BEGIN Data under study
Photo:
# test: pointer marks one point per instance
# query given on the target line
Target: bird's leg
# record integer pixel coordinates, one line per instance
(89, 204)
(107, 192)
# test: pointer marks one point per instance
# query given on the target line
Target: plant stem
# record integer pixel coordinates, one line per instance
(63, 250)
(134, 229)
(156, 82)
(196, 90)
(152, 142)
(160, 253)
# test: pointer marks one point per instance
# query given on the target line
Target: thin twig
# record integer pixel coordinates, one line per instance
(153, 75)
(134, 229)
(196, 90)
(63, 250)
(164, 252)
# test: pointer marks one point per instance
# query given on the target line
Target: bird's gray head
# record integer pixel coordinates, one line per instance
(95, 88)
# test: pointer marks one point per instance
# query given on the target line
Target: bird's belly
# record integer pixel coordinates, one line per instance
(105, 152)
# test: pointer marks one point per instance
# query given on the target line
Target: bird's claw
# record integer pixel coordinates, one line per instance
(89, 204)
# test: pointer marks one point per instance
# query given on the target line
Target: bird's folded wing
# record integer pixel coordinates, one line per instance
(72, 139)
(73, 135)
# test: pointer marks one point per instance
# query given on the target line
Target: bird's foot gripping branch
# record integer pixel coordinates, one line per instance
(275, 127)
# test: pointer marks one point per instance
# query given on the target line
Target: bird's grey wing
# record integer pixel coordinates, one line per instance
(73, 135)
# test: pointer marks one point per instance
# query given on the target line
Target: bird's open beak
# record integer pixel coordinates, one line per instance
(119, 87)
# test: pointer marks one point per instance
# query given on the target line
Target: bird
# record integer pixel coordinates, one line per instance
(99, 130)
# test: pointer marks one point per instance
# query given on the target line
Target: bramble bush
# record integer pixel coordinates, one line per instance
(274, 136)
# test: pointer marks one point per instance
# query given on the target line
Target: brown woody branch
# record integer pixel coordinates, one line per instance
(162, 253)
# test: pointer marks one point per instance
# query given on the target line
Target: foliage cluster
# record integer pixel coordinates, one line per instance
END Data under study
Your task is to copy all of the entries exactly.

▶ [Answer for this exercise]:
Photo:
# test: pointer marks one point per instance
# query given on the target line
Target: bird's leg
# record integer pixel coordinates, one line per instance
(89, 204)
(107, 192)
# test: pointer marks one point per instance
# query given on the target line
Target: plant stem
# record integer pixel coordinates, one line per instance
(63, 250)
(134, 229)
(156, 82)
(196, 90)
(152, 142)
(160, 253)
# test: pointer marks one point per instance
# query given on the target line
Target: thin twig
# record integer pixel coordinates, one line per instance
(153, 75)
(134, 229)
(196, 90)
(63, 250)
(164, 252)
# test: pointer marks one point per instance
# query given on the target line
Target: bird's gray head
# record integer pixel coordinates, one line per instance
(95, 88)
# test: pointer marks one point per instance
# query given on the target line
Target: bird's belly
# record integer pixel coordinates, one line per instance
(105, 152)
# test: pointer marks one point per instance
# query given on the target line
Target: bird's claw
# record integer pixel coordinates, one line per instance
(89, 204)
# test: pointer marks one point per instance
# query given on the target line
Target: bird's folded wing
# record integer pixel coordinates, one line per instance
(72, 139)
(73, 135)
# test: pointer marks one point per instance
# query given on the target line
Target: bird's foot gripping branch
# record integer pixel coordinates, one line per instance
(275, 127)
# test: pointer marks one point per instance
# query given on the target line
Target: bird's grey wing
# record integer pixel coordinates, one line per instance
(73, 135)
# test: pointer marks one point per instance
# query given on the target line
Target: bird's open beak
# record integer pixel coordinates, one line per instance
(119, 87)
# test: pointer marks one point per instance
# query given on the target line
Target: bird
# record integer pixel coordinates, one line per instance
(99, 130)
# test: pointer marks one point per instance
# query given on the target line
Target: bramble bush
# record integer pixel coordinates, one line per instance
(274, 136)
# test: pointer marks one point per instance
# query given on the target line
Target: brown woody branch
# record integer pixel coordinates, one line per instance
(162, 253)
# test: pointer marks one point per instance
# query given on the target line
Target: foliage cluster
# record integer pixel coordinates, one line per instance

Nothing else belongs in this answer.